Required work = All entries below are to be set down again, identical to the source.

# # #

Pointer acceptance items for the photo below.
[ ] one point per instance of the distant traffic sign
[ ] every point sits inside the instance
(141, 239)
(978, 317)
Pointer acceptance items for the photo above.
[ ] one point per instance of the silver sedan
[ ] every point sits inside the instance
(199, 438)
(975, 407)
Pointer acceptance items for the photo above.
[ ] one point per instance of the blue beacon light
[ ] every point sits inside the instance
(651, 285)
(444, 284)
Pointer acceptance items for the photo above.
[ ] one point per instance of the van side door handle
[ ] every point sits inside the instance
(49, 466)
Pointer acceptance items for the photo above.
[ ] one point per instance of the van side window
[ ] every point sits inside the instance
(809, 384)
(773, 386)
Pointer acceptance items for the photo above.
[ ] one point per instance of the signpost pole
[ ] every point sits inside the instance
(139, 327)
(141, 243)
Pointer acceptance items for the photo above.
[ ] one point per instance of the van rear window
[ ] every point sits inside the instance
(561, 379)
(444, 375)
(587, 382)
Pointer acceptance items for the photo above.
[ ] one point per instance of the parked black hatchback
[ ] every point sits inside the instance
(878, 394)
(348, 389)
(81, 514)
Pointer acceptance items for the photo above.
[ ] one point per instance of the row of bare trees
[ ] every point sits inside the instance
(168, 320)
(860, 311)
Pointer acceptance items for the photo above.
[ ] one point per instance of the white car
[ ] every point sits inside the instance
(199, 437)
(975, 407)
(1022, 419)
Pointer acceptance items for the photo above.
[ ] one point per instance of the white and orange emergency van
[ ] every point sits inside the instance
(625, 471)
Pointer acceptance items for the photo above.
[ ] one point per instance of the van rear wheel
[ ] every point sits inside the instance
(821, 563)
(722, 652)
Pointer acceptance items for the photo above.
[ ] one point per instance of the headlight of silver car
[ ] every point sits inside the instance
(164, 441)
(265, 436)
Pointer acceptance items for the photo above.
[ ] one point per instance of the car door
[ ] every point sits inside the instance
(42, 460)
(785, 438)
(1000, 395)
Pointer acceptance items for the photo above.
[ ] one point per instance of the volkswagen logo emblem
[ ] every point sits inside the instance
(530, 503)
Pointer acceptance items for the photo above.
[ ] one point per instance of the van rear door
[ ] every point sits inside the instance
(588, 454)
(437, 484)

# # #

Written answer =
Pointer acceptance items for the photo below.
[ ] one point per instance of the distant traffic sign
[ ] every point sits inside the instance
(141, 239)
(978, 317)
Pointer acceptance items for the photo above.
[ ] one point per instance of the silver sedan
[ ] every point sits inside the instance
(199, 438)
(975, 407)
Pointer acceptance items for the photo above.
[ ] one point per instance of the blue beacon light
[ ] every point sits inside the instance
(651, 285)
(444, 284)
Pointer acceptance items for the photo above.
[ ] one point per instance of the van side door handle
[ ] every point sits inside the instance
(49, 466)
Pointer acceptance items for the photo above.
[ ] one point per instance of the van side window
[ ] every point sits inside the instance
(809, 384)
(773, 386)
Pointer acceptance items for the photo above.
[ ] one point per instance of the signpost pole
[ ] every point sits inside the instance
(139, 327)
(141, 243)
Pointer acceptance items for the photo above.
[ ] one point per instance of the van rear window
[ ] every point sits inside the instance
(561, 379)
(444, 375)
(587, 382)
Pointer acceptance items for the photo above.
[ ] one point per instance of the parked black hatchback
[ ] every point sits inside the instance
(878, 394)
(348, 389)
(81, 514)
Pointer acceptance items for the photo above.
[ ] one point per instance of the row of bare trees
[ ] every point sits inside the instance
(168, 320)
(860, 311)
Pointer acceptance items for the photo above.
[ ] one point per instance of the white car
[ ] every point sits inside the instance
(199, 437)
(975, 407)
(1022, 419)
Pointer acceptance items for the photo above.
[ ] one point per instance of the white and orange emergency van
[ ] every point sits inside the instance
(625, 471)
Pointer acceptance items for the photo above.
[ ] one point per instance of the van rear wheel
[ ] every point sits inside the instance
(821, 563)
(722, 652)
Pointer acceptance items for the photo above.
[ ] one point per instance of the headlight of silver car
[ ] every point sits inside the instance
(164, 441)
(265, 436)
Pointer acceptance items for the photo above.
[ ] one point per instance of the car door
[ ] every point sits inside the instance
(42, 460)
(785, 438)
(1000, 395)
Pointer acceptance items for the photo above.
[ ] one point per instance of the volkswagen logo emblem
[ ] every point sits inside the instance
(530, 503)
Pointer acceptance items for the photo above.
[ ] one point per instance of the van rear door
[ ] every point sits inside the instance
(588, 454)
(437, 484)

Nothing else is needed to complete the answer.